(Data entries)
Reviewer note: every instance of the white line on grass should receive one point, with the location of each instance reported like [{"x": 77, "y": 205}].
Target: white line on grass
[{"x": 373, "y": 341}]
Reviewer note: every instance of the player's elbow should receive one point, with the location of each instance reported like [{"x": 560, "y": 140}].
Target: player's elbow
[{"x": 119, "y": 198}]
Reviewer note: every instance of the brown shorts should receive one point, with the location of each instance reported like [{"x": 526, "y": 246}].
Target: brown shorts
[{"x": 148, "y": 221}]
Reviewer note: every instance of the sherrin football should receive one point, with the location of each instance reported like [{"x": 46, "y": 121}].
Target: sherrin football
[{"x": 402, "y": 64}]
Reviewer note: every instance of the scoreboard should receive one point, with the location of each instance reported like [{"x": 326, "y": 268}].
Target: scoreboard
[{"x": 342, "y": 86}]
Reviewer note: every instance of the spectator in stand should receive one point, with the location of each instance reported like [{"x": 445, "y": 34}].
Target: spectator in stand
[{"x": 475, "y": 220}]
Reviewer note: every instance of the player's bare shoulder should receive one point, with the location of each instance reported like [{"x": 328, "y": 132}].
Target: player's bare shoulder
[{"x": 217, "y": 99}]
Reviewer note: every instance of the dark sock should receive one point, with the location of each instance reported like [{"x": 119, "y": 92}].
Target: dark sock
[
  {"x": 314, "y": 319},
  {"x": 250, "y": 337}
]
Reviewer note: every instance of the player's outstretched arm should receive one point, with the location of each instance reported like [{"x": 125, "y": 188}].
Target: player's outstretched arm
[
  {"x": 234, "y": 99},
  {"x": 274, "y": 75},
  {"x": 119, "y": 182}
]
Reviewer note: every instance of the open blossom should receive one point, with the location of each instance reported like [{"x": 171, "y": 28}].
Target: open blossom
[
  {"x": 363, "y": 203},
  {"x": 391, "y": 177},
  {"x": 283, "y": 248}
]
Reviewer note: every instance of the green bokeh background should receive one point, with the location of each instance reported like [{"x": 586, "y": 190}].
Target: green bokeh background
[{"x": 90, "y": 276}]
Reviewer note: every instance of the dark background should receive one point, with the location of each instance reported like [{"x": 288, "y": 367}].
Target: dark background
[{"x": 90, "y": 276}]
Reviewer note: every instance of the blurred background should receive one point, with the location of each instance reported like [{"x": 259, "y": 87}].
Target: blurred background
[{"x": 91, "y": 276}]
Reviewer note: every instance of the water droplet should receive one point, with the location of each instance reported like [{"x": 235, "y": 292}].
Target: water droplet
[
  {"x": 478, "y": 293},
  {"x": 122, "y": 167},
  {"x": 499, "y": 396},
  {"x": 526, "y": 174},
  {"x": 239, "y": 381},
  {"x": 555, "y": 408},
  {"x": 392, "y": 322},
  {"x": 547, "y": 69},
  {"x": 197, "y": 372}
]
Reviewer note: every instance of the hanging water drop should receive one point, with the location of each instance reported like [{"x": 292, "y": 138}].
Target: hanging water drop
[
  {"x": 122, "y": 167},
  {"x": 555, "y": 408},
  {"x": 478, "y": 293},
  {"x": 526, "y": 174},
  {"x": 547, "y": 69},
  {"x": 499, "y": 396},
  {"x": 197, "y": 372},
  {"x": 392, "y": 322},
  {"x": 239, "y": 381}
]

- About this exercise
Retype the entries exactly, please. Leave no line out.

- Exercise solution
Reviewer note: every instance of the white line on grass should receive one point, with the location of each instance reported like [{"x": 77, "y": 205}].
Target: white line on grass
[{"x": 373, "y": 341}]
Reviewer note: every instance of the player's elbow should receive one point, with the location of each instance reported like [{"x": 560, "y": 140}].
Target: player's elbow
[{"x": 119, "y": 198}]
Reviewer note: every instance of the brown shorts should receive one point, with the location of each instance reported like [{"x": 526, "y": 246}].
Target: brown shorts
[{"x": 148, "y": 221}]
Reviewer note: every instance of the sherrin football should receive one point, with the location of each instance reported like [{"x": 46, "y": 121}].
Target: sherrin football
[{"x": 402, "y": 64}]
Reviewer note: every instance of the scoreboard should receive one point, with the location of each instance reported like [{"x": 326, "y": 268}].
Target: scoreboard
[{"x": 342, "y": 86}]
Reviewer note: every instance of the spectator in stand should receive one point, with the location of each instance reported like [{"x": 445, "y": 34}].
Target: spectator in stand
[{"x": 475, "y": 220}]
Reviewer note: every instance of the player's bare shoulder should receive one point, with the location of each instance reported like [{"x": 328, "y": 132}].
Target: player's bare shoulder
[{"x": 217, "y": 99}]
Reviewer note: every instance of the dark sock should receive one point, with the location of each instance reported like [{"x": 119, "y": 92}].
Target: dark sock
[
  {"x": 314, "y": 319},
  {"x": 250, "y": 337}
]
Reviewer note: every instance of the player's outstretched arm should receive one point, with the location of each instance reported like [{"x": 125, "y": 188}].
Target: player's outstretched arm
[
  {"x": 234, "y": 99},
  {"x": 274, "y": 75},
  {"x": 119, "y": 182}
]
Reviewer note: every instance of the open blossom should receive one point, with the location of each instance reported like [{"x": 171, "y": 28}].
Target: open blossom
[
  {"x": 363, "y": 203},
  {"x": 391, "y": 177},
  {"x": 283, "y": 248}
]
Reviewer note: every instance of the green bokeh background should receive one point, with the location of each instance reported like [{"x": 586, "y": 190}].
Target: green bokeh background
[{"x": 90, "y": 276}]
Reviewer note: every instance of the dark background should receive one point, with the location of each instance reported like [{"x": 288, "y": 367}].
Target: dark background
[{"x": 90, "y": 276}]
Reviewer note: every instance of the blurred background should receive one point, with the location of each instance reported like [{"x": 259, "y": 87}].
Target: blurred background
[{"x": 91, "y": 276}]
Reviewer note: every instance of the water droplet should receive one point, with the location of each instance reported like [{"x": 235, "y": 292}].
Target: water droplet
[
  {"x": 478, "y": 293},
  {"x": 122, "y": 167},
  {"x": 499, "y": 396},
  {"x": 526, "y": 174},
  {"x": 239, "y": 381},
  {"x": 555, "y": 408},
  {"x": 392, "y": 322},
  {"x": 547, "y": 69},
  {"x": 197, "y": 372}
]
Reviewer note: every instance of the hanging water drop should receive one point, with the location of each instance reported like [{"x": 292, "y": 138}].
Target: hanging water drop
[
  {"x": 122, "y": 167},
  {"x": 555, "y": 408},
  {"x": 478, "y": 293},
  {"x": 526, "y": 174},
  {"x": 547, "y": 69},
  {"x": 499, "y": 396},
  {"x": 197, "y": 372},
  {"x": 392, "y": 322},
  {"x": 239, "y": 381}
]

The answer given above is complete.